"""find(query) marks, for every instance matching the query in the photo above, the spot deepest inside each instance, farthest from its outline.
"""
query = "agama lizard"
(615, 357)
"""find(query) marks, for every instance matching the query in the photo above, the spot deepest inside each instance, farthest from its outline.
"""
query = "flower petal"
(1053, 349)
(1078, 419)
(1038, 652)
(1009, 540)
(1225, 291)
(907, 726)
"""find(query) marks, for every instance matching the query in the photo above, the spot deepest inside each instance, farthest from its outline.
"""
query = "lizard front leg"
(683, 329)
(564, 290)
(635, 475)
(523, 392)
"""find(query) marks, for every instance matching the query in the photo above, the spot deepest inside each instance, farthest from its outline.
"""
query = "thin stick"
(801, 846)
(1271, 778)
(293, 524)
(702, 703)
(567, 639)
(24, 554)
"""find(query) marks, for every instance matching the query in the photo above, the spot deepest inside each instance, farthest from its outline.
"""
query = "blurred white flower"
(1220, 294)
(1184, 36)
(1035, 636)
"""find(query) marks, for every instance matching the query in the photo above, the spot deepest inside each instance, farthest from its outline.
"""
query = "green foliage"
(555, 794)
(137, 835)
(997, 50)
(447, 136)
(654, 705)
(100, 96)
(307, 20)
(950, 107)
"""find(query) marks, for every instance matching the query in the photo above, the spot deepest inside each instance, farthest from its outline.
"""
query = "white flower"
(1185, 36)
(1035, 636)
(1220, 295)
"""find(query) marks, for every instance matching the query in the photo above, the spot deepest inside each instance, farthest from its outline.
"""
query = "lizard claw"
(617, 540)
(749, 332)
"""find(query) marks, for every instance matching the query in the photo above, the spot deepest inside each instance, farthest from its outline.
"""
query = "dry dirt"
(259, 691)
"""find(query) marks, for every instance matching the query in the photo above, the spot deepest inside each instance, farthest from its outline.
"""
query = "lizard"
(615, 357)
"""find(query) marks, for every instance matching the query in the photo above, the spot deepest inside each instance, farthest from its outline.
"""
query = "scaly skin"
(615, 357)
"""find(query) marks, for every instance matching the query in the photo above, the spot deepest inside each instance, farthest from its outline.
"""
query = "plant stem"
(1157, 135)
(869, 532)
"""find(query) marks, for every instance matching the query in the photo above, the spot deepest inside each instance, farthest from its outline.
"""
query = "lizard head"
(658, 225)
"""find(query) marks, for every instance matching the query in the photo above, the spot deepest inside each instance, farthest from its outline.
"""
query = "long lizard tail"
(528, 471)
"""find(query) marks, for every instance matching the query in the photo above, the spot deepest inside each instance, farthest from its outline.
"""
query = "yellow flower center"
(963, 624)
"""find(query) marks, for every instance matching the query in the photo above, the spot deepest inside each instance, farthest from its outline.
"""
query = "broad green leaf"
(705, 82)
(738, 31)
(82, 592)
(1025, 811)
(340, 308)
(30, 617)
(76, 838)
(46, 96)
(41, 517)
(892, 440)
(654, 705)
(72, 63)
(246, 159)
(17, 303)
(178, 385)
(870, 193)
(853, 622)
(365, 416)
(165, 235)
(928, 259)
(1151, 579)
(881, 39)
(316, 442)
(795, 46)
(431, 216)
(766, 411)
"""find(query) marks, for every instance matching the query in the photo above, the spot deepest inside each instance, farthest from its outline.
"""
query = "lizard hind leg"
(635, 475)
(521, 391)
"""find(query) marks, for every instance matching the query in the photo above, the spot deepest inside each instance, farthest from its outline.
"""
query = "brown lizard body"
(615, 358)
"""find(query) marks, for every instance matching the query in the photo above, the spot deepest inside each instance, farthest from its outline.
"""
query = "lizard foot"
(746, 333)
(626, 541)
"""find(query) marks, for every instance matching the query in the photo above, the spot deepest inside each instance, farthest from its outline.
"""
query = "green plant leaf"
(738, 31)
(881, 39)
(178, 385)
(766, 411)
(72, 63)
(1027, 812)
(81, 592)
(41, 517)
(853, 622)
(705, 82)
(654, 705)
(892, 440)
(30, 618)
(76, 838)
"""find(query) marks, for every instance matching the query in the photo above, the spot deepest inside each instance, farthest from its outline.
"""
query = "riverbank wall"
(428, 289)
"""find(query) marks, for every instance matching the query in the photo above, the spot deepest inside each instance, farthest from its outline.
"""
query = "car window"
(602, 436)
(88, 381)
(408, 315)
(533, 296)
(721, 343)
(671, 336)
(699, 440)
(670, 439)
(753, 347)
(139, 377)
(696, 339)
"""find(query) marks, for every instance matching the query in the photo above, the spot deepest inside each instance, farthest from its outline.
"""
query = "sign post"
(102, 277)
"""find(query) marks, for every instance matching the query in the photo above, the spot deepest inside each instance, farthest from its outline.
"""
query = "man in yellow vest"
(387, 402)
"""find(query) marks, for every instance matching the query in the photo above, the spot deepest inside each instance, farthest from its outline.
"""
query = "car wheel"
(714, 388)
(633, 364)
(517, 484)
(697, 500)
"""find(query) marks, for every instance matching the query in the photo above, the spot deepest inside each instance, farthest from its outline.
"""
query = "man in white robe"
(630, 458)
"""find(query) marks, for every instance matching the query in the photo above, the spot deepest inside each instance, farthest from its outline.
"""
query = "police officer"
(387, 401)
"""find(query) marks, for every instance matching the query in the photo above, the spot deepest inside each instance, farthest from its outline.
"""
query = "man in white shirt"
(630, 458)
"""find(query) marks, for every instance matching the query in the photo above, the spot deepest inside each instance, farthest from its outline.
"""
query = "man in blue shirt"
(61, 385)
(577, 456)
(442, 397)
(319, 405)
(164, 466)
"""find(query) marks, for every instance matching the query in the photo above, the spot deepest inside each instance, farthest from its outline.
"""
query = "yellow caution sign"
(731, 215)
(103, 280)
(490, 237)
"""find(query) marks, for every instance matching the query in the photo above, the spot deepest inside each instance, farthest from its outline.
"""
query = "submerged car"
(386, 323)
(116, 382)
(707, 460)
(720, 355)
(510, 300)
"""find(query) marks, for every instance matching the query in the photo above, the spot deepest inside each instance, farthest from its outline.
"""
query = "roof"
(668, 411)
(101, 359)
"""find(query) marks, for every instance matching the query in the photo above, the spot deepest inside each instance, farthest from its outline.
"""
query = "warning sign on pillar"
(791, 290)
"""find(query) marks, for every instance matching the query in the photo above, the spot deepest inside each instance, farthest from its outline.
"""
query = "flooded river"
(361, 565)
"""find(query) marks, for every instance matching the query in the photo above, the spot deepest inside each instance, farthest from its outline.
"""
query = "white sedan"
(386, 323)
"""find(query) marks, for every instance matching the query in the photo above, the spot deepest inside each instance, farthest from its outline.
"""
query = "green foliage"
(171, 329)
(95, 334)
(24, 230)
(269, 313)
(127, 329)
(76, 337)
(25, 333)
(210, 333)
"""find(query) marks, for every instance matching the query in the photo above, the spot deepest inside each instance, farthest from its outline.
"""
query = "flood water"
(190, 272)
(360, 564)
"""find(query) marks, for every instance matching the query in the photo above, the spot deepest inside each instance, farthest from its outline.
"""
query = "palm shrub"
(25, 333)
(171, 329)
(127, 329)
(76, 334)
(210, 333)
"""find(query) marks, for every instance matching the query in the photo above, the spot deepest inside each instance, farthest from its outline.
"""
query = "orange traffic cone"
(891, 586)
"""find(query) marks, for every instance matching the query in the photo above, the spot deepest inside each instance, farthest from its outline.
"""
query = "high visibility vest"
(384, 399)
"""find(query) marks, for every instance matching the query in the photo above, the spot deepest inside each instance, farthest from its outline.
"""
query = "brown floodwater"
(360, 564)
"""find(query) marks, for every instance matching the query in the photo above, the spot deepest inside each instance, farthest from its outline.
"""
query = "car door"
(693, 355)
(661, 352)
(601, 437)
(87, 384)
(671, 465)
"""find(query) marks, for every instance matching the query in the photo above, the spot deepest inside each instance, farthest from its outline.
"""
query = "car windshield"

*Your instructions:*
Each record must be reproduced exactly. Keep every one.

*Task solution:*
"""find(query) marks, for every instance matching the query in the photo above, the spot deepest inside each instance, farthest from its outline.
"""
query = "agama lizard"
(615, 357)
"""find(query) marks, for every instance matching the query in the photo above, the spot deepest inside each instance, farthest from its outline.
"""
query = "flower petal"
(1053, 349)
(1078, 419)
(1038, 652)
(1009, 540)
(1225, 291)
(907, 726)
"""find(query) marks, for every instance matching the query in the photo above, the spot deepest inside each instance, farthest from its outline.
"""
query = "lizard front leg"
(683, 329)
(564, 290)
(635, 475)
(523, 392)
"""find(query) marks, for every instance matching the query in the photo above, the spot deepest inside each instance, farthest from its outline.
"""
query = "thin stick"
(801, 846)
(1271, 778)
(293, 524)
(702, 703)
(567, 639)
(24, 554)
"""find(query) marks, for every instance matching the query in the photo above, the spot deepest inside each instance, farthest from its outline.
"""
query = "blurred white flower"
(1220, 294)
(1184, 36)
(1035, 636)
"""find(query) marks, for every instance matching the query in the photo above, the spot deepest inside each instance, farthest from its outline.
"""
query = "green foliage"
(555, 794)
(137, 835)
(997, 50)
(447, 136)
(654, 705)
(100, 96)
(307, 20)
(950, 107)
"""find(query) marks, for every instance matching the query in the photo above, the spot deepest inside each instance, farthest from its outline.
"""
query = "white flower"
(1185, 36)
(1035, 636)
(1220, 295)
"""find(query) marks, for every instance matching the query in the photo above, the spot deepest inside each instance, farthest from its outline.
"""
query = "lizard claw"
(617, 540)
(749, 332)
"""find(query) marks, for every instance matching the query in the photo above, the spot deepest inside each instance, farthest from its outline.
"""
query = "dry dirt"
(259, 691)
"""find(query) marks, for every instance matching the query in the photo above, the spot deepest inside each instance, farthest from its outline.
"""
query = "lizard"
(615, 357)
"""find(query) marks, for every instance matching the query in the photo above, the spot deepest inside each instance, farthest from its outline.
"""
query = "scaly skin"
(615, 357)
"""find(query) marks, for every instance matching the query in the photo above, the spot deepest inside each instance, farthest from its outline.
"""
query = "plant stem"
(1157, 135)
(869, 532)
"""find(query) marks, for every instance matching the query in the photo above, the spot deepest inside each instance, farthest from its outline.
"""
query = "lizard head"
(658, 225)
"""find(query) marks, for every instance matching the query in the photo above, the spot deepest inside each instance, farthest from its outline.
"""
query = "long lizard tail"
(528, 471)
"""find(query) marks, for every instance matching the query in the photo above, the spot deepest inside each instance, farthest from its outline.
"""
query = "yellow flower center"
(963, 624)
"""find(query) marks, for every instance matching the query in the photo above, the spot deepest inside each instance, farthest from its outline.
"""
query = "broad green leaf"
(705, 82)
(738, 31)
(82, 592)
(1025, 811)
(340, 308)
(30, 617)
(76, 838)
(46, 96)
(41, 517)
(892, 440)
(654, 705)
(72, 63)
(246, 159)
(17, 303)
(178, 385)
(870, 193)
(853, 622)
(365, 416)
(165, 235)
(928, 259)
(1151, 579)
(881, 39)
(316, 442)
(795, 46)
(431, 216)
(766, 411)
"""find(query) marks, for every instance matching the query in the photo above, the spot deepest inside each instance, farthest from its outline.
"""
query = "lizard hind leg"
(635, 475)
(521, 391)
"""find(query) marks, for every instance matching the query in the photo above, the spot deepest inside each instance, farthest from its outline.
"""
query = "brown lizard body"
(615, 358)
"""find(query) marks, for every instance matching the query in the photo above, the spot deepest inside each instance, farthest from its outline.
"""
query = "lizard foot"
(746, 333)
(626, 541)
"""find(query) marks, for every instance matching the query in the photo above, the spot deepest inside each instance, farthest from its outline.
"""
query = "green plant leaf"
(738, 31)
(881, 39)
(178, 385)
(766, 411)
(72, 63)
(1027, 812)
(81, 592)
(41, 517)
(853, 622)
(705, 82)
(654, 705)
(892, 440)
(30, 618)
(76, 838)
"""find(query) marks, for every instance matching the query in the photo above, the spot deepest inside each instance, farthest from its outline.
"""
query = "riverbank wall"
(428, 289)
"""find(query) marks, for every instance matching the query in the photo above, the spot deepest inside each instance, farthest from its outline.
"""
query = "car window"
(602, 436)
(88, 381)
(408, 315)
(533, 296)
(721, 343)
(671, 336)
(699, 440)
(670, 439)
(753, 347)
(139, 377)
(696, 339)
"""find(query) marks, for every instance matching the query in the photo above, the spot deepest inside each instance, farthest from its outline.
"""
query = "sign post"
(102, 277)
"""find(query) marks, for every instance matching the query in the photo above, the spot deepest inside each instance, farthest from its outline.
"""
query = "man in yellow vest"
(387, 402)
"""find(query) marks, for every instance matching the query in the photo above, the spot deepest inside each instance, farthest from its outline.
"""
query = "car wheel"
(714, 388)
(633, 364)
(517, 484)
(697, 500)
"""find(query) marks, for every instance matching the query in the photo above, the spot deepest inside each instance, farthest from its outline.
"""
query = "man in white robe"
(630, 458)
"""find(query) marks, for every instance matching the query in the photo above, the spot deepest inside each instance, farthest from its outline.
"""
query = "police officer"
(387, 401)
"""find(query) marks, for every instance matching the query in the photo above, the spot deepest inside each instance, farthest from its outline.
"""
query = "man in white shirt"
(630, 458)
"""find(query) marks, for every instance matching the query in the photo above, the spot deepest inside each instance, farthest from its outline.
"""
query = "man in blue shirt"
(61, 385)
(577, 456)
(442, 397)
(319, 405)
(164, 466)
"""find(query) marks, for every instance matching the query in the photo above, the spot deepest inside each instance, farthest from its outline.
"""
query = "yellow caution sign"
(731, 215)
(103, 280)
(490, 237)
"""find(query) marks, for every instance matching the query in the photo above, the spot deepest inside each instance, farthest from its outline.
"""
query = "submerged car"
(386, 323)
(116, 382)
(707, 460)
(720, 355)
(510, 300)
"""find(query) marks, for every instance matching the query in the photo above, the spot deepest inside each instance, farthest from its outline.
"""
query = "roof"
(668, 411)
(101, 359)
"""find(query) marks, for every instance matching the query in the photo above, the spot deepest inside each instance, farthest from its outline.
"""
query = "warning sign on pillar"
(791, 290)
"""find(query) marks, for every instance matching the query in the photo above, the spot deepest inside each instance, farthest from its outline.
"""
query = "flooded river"
(361, 565)
"""find(query) marks, for every instance matching the query in the photo above, the spot deepest inside each instance, farthest from its outline.
"""
query = "white sedan"
(386, 323)
"""find(query) marks, for every instance matching the query in the photo above, the spot deepest inside each instance, farthest from its outline.
"""
query = "green foliage"
(171, 329)
(95, 334)
(24, 230)
(269, 313)
(127, 329)
(76, 337)
(25, 333)
(210, 333)
"""find(query) marks, for every instance matching the query in the photo above, the spot deepest inside each instance, farthest from its outline.
"""
query = "flood water"
(190, 272)
(360, 564)
"""find(query) marks, for every instance matching the query in the photo above, the spot deepest inside each instance, farthest from its outline.
"""
query = "palm shrub"
(25, 333)
(171, 329)
(127, 329)
(76, 334)
(210, 333)
"""find(query) marks, for every instance matching the query in the photo above, the spot deepest inside each instance, farthest from its outline.
"""
query = "orange traffic cone"
(891, 586)
"""find(query) marks, for every instance matching the query in the photo above, the spot deepest inside each instance, farthest from its outline.
"""
query = "high visibility vest"
(384, 399)
"""find(query) marks, for every instance matching the query in the photo above, the spot deepest inside each instance, farthest from its outline.
"""
query = "brown floodwater"
(360, 564)
"""find(query) marks, for every instance matching the query in the photo above, the spot deepest inside each instance, farthest from its outline.
"""
query = "car door"
(693, 355)
(661, 352)
(601, 437)
(87, 384)
(671, 465)
"""find(query) marks, for every instance matching the query in the photo above, the spot deepest inside each instance, farthest from its outline.
"""
query = "car windshield"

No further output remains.